● **Extrait choisi**:
───

Ceux des acteurs émigrans qui travaillent sérieusement, auront beaucoup à gagner sur cette scène, où d’ailleurs ils sont, matériellement parlant, plus exposés aux regards et plus détachés sur l’avant-scène comme sur un piédestal. Ce que la négligence du public de la Porte-Saint-Martin, qui est beaucoup moins artiste leur aurait pu faire négliger aussi, dans les détails, leur sera imposé par cette nouvelle assemblée. Pour les premiers acteurs, il peut résulter de là une grande perfection, pour tous un heureux progrès. Ils peuvent voir avec quel enthousiasme est reçu tout ce qui est vrai et naturel, quel triomphe de tous les soirs madame Dorval remporte dans les rôles de madame d’Hervey et Marion Delorme, où elle est toujours également belle, car il faut aussi remarquer en elle le don si précieux à la scène, de conserver une inspiration, et une façon de dire un mot, de manière à la reproduire toujours invariablement notée.

Le mélange des deux troupes a été d’autant plus heureux cette fois dans Jeanne Vaubernier, qu’il a donné l’occasion au public, de revoir dans Ferville tout le bon ton d’autrefois, les manières nobles, lentes et pourtant naturelles, l’expression de protection affable et tendre dont Fleury a été le dernier modèle sur la scène.

───

● **Données enregistrées**:
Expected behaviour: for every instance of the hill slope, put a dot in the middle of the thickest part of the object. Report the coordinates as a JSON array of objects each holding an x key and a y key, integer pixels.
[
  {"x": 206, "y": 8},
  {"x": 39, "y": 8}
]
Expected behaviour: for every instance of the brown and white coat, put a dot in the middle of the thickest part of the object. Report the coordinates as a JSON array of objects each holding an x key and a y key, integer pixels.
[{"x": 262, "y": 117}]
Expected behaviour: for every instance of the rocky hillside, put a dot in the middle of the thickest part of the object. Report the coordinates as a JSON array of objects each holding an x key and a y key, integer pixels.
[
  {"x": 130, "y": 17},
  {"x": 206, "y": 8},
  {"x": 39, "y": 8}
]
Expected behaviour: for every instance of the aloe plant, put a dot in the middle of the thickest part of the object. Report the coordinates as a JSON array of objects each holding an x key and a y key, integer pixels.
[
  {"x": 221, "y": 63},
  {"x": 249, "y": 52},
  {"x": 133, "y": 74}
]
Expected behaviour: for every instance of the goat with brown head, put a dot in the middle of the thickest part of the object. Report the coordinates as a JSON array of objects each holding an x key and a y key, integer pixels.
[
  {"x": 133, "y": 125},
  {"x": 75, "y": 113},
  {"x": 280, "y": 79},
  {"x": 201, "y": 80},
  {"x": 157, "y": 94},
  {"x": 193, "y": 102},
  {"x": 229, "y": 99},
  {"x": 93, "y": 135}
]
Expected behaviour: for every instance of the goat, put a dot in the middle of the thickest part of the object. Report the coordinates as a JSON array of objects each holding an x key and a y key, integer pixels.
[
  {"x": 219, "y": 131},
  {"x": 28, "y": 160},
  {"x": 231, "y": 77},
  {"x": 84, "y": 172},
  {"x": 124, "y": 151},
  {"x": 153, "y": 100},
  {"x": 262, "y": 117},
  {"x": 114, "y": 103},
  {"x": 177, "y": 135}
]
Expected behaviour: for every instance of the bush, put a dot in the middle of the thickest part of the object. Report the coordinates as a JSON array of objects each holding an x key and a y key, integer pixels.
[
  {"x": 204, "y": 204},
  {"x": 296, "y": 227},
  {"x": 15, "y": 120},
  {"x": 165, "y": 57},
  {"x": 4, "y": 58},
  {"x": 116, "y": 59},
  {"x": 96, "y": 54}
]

───

● **Travail à faire**:
- A) Répondez aux questions suivantes à partir de l'extrait choisi.
(i) Quel public l'extrait qualifie-t-il de « beaucoup moins artiste » ?
(ii) Dans quels rôles madame Dorval remporte-t-elle un triomphe chaque soir ?
(iii) Selon l'extrait, qui a été le dernier modèle sur la scène de l'« expression de protection affable et tendre » ?
- B) Poursuivez l'extrait sur les acteurs et le mélange des deux troupes à partir de sa dernière phrase.
Les lignes enregistrées ne sont d'aucune utilité pour ce travail.

● **Réponses par consigne**:
- A)
(i) Le public de la Porte-Saint-Martin.
(ii) Dans les rôles de madame d'Hervey et de Marion Delorme.
(iii) Fleury.

- B)
Au résumé, cette pièce mutilée qui ne fut et ne sera jamais rien par elle-même, toute pleine qu’elle est de gros lieux communs, et de petites sottises, comme la scène que vient faire un mari à Louis xv, ou comme les fanfaronnades éternelles sur la Pologne, quand le silence serait à présent plus décent ; telle qu’elle est, cette bagatelle ne vaut pas qu’on en parle plus sérieusement. C’est un de ces ouvrages qu’on pourrait nommer pièces d’acteurs, qui ne sont guère que des canevas propres à faire ressortir les talens du théâtre. Ce serait, si nous voulions être sévères, une occasion de faire des reproches aux comédiens et aux plus illustres qui, de tout temps ont préféré, par amour-propre, les pièces médiocres qui les font valoir aux dépens de l’auteur, aux bonnes où le contraire arrive. Souvent l’acteur est puni de ce mauvais calcul, mais cette fois, Jeanne Vaubernier a été trop originale, trop amusante, trop piquante, au milieu de tous ses pompons, de ses guirlandes, de ses nœuds, de ses éventails et de ses paniers à ramage, pour ne pas valoir indulgence plénière à tout ce qui l’entoure et à la troupe des auteurs par-dessus le marché.